# Work required
Rewrite the stretch of records from the line that contains "like [[1336, 457]]." through the line that contains "[[1134, 468], [737, 614]]", both ends included, and raise every coordinate in the answers by 72. Reproduce only those lines and leave everything else in them unchanged.

Records for this exercise start

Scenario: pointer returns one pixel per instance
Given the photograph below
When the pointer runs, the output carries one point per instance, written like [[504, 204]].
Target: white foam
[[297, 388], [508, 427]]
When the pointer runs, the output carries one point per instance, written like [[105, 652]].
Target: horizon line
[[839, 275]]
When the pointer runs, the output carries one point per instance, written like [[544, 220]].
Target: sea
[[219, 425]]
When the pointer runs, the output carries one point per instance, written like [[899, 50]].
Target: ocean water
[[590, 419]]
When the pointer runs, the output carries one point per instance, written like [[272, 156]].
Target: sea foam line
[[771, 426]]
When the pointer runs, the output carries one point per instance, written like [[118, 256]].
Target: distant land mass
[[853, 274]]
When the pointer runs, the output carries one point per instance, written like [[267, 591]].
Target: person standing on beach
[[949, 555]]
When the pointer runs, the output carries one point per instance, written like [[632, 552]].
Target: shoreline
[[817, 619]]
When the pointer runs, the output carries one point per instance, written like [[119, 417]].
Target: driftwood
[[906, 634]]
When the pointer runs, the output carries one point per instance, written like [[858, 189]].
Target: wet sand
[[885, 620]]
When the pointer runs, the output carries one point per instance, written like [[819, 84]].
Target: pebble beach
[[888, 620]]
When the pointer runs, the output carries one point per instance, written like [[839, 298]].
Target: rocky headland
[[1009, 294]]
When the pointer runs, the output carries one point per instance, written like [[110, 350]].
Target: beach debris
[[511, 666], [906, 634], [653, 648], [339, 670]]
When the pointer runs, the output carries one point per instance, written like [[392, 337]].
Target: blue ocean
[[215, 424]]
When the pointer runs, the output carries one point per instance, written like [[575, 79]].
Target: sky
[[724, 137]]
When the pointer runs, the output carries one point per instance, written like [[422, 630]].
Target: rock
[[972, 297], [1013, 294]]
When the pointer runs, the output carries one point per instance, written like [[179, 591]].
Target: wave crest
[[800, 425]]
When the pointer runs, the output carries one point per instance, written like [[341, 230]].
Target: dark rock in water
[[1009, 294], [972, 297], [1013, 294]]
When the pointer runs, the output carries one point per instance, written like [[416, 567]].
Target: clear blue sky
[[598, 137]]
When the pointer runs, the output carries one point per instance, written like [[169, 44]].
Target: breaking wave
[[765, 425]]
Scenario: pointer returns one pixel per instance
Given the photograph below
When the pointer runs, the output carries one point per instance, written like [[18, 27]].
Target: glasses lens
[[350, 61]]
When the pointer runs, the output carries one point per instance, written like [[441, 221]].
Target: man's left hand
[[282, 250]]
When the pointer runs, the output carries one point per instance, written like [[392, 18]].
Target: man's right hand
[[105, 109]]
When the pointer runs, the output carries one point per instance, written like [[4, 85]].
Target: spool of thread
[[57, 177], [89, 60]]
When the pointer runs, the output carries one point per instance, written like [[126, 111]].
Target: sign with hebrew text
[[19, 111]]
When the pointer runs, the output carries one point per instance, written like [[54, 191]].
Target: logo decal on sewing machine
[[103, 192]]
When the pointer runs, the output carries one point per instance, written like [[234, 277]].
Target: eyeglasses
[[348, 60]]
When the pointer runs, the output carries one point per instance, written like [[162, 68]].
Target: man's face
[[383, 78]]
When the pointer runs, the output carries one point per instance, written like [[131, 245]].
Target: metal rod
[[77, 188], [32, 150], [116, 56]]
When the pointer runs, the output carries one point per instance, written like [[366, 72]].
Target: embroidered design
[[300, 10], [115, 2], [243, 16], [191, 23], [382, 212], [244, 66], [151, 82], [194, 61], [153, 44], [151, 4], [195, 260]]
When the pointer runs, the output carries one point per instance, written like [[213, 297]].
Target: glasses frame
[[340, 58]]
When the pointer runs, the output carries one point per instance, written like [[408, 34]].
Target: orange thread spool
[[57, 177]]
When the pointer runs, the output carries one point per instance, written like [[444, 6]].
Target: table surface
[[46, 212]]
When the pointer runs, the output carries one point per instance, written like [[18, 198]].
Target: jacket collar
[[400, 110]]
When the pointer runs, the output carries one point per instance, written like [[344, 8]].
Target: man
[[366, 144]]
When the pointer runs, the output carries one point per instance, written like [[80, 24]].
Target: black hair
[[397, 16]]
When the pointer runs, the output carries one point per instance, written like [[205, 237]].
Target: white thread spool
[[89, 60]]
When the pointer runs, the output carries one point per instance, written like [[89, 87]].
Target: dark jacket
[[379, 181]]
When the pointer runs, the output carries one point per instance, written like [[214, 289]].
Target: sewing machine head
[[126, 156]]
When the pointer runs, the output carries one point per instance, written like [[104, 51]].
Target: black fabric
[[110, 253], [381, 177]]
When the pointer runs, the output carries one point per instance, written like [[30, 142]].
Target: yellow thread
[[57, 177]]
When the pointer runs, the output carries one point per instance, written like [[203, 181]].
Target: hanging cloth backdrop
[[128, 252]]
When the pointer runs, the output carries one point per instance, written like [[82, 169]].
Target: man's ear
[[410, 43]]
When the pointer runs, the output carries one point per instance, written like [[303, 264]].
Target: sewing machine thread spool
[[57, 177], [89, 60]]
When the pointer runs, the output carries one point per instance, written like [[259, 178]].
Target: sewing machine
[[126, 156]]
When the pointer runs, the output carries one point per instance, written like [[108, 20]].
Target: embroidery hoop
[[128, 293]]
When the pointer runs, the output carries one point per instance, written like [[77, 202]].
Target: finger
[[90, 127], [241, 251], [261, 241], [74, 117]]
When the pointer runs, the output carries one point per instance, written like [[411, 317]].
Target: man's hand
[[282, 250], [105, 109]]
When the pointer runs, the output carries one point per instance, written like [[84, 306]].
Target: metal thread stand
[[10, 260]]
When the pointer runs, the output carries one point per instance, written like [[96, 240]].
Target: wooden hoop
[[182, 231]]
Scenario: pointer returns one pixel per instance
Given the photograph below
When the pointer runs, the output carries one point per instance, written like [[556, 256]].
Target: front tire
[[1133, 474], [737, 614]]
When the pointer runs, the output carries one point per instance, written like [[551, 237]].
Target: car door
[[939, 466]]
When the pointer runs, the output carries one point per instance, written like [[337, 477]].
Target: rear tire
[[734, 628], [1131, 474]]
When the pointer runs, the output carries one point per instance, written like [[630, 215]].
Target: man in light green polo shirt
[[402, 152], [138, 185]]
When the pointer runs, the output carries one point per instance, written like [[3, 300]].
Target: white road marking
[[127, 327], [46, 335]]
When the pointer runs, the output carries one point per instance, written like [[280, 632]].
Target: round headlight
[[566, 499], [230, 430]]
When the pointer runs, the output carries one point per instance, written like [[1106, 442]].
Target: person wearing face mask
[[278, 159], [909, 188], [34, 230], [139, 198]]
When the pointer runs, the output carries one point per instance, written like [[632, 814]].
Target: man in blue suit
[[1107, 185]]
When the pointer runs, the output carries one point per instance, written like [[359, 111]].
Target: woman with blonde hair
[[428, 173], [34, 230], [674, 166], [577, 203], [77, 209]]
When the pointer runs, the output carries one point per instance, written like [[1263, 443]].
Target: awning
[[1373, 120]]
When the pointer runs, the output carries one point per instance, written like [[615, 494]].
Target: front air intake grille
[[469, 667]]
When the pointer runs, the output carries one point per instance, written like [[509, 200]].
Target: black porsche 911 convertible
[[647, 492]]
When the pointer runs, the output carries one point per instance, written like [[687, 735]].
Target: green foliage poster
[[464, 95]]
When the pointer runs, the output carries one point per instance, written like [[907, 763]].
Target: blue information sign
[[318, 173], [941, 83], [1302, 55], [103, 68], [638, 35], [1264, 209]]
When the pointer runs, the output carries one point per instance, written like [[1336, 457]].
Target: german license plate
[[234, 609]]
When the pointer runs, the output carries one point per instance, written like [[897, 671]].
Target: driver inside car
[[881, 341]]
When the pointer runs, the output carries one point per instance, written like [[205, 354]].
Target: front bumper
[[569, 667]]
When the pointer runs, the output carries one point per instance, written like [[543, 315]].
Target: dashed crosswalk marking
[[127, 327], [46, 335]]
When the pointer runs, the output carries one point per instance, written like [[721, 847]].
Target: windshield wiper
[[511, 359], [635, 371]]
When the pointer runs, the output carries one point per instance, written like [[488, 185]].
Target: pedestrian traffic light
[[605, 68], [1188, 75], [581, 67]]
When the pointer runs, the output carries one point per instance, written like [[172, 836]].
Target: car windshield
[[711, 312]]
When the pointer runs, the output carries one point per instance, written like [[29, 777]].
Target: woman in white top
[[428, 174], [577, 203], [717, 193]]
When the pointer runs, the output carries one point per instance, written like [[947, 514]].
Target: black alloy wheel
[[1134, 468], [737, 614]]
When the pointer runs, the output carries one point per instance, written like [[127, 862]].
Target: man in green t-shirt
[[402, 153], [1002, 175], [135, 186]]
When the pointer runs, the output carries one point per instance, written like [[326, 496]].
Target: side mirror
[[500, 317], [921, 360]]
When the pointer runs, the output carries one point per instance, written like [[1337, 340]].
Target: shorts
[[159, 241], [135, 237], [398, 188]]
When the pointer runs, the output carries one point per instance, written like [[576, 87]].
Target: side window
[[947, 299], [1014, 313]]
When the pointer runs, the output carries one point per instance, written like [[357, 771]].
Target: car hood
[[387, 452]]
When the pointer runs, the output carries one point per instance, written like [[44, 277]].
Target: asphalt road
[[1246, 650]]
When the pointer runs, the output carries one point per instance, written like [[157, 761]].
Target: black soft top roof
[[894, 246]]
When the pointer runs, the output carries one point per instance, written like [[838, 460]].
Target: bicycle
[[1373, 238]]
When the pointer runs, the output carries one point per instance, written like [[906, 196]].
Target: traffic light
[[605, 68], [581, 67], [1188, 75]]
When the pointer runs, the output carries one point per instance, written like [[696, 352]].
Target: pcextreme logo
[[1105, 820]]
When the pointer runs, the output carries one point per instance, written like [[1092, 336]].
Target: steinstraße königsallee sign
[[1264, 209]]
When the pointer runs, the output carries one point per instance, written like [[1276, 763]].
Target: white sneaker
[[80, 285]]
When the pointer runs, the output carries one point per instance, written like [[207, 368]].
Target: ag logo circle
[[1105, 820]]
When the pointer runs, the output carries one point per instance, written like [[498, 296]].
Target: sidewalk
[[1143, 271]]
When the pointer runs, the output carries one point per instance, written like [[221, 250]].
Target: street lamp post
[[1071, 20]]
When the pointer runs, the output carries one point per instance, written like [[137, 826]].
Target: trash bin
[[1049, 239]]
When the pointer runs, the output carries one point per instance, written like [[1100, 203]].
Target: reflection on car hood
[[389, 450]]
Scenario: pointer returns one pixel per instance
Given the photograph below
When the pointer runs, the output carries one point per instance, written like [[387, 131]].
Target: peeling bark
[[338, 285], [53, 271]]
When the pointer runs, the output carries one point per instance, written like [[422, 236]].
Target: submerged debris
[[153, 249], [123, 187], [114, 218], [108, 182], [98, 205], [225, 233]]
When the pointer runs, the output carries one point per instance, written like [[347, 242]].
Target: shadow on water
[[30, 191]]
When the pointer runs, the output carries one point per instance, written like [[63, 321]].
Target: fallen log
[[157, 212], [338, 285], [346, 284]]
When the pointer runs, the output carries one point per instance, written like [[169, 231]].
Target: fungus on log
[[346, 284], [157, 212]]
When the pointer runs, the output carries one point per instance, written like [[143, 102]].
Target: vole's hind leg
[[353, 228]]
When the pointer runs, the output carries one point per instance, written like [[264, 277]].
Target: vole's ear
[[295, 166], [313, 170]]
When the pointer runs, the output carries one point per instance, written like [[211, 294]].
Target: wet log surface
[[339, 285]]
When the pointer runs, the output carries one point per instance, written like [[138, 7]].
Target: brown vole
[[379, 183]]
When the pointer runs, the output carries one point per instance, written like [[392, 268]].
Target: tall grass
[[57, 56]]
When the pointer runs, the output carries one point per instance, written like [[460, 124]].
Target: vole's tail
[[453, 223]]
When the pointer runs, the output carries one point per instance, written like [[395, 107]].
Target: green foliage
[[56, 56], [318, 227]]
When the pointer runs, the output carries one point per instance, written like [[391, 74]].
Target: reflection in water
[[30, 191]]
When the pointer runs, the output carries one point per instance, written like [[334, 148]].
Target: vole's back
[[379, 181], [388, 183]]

Records for this exercise end

# Correct response
When the pointer runs, the output carries one point per instance, written like [[1336, 457]].
Target: german license plate
[[306, 681]]
When the pointer runs, the output carries one point per instance, written like [[897, 671]].
Target: driver inside car
[[953, 413]]
When the pointer runs, the output carries one point per instance, written like [[205, 354]].
Target: front bumper
[[641, 739]]
When the pointer runs, the output carries one point per instance, written like [[543, 315]].
Target: dashed crosswalk marking
[[199, 399], [118, 407]]
When the pointer runs, the output carries one point per instance, written like [[721, 847]].
Target: windshield wiper
[[583, 431], [707, 443]]
When the pointer runs, the output carries one point per instance, written like [[488, 185]].
Target: pedestrian traffic light
[[677, 140], [1260, 147], [653, 139]]
When the pointer runs, the output carries one point per instance, written like [[172, 836]].
Target: car windshield
[[783, 384]]
When the pointer runs, the output carries one point per instance, written like [[29, 777]].
Target: woman in white top
[[500, 246], [649, 275], [789, 265]]
When the pointer runs, the output carries one point per instance, written like [[947, 514]].
Target: black alloy wheel
[[1206, 540], [809, 686]]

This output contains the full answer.